■ To be done ■
Rescale the material below by writing out all its lines again, requests included, with every x and y pixel coordinate in the answers multiplied by 2.2 and rounded to the nearest whole number, halves rounded up. Leave the pictures out of your output.

■ Entries provided ■
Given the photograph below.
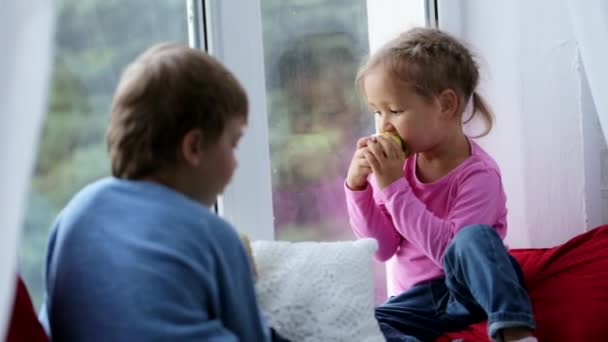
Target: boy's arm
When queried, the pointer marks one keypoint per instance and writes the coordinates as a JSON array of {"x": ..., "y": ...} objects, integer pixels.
[
  {"x": 156, "y": 293},
  {"x": 370, "y": 220},
  {"x": 480, "y": 200}
]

■ Task output ■
Given the photograph below.
Target: boy's arm
When queried, the pointer marks one keypoint per instance and writes the coordinates as a JSON array of {"x": ..., "y": ...} objects, integer pixels.
[
  {"x": 343, "y": 645},
  {"x": 814, "y": 484},
  {"x": 1056, "y": 440}
]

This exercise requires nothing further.